*** AVAILABLE RECORDS Section Begins ***

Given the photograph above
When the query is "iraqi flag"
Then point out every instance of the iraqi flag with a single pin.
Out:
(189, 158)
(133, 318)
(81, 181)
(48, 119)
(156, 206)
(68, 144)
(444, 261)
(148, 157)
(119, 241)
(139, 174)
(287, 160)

*** AVAILABLE RECORDS Section Ends ***

• **EXERCISE BRIEF**: Every line above that includes the word "flag" must appear in the answer.

• **RESPONSE AREA**:
When the query is "iraqi flag"
Then point out every instance of the iraqi flag with a single pin.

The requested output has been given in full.